[Requirement] Pull every line of the entries that has the word "woman".

[Information provided]
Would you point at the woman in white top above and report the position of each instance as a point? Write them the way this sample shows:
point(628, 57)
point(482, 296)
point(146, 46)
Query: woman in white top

[Solution to this problem]
Would you point at the woman in white top above and report the position of each instance as a point? Write them the way this sample shows:
Query: woman in white top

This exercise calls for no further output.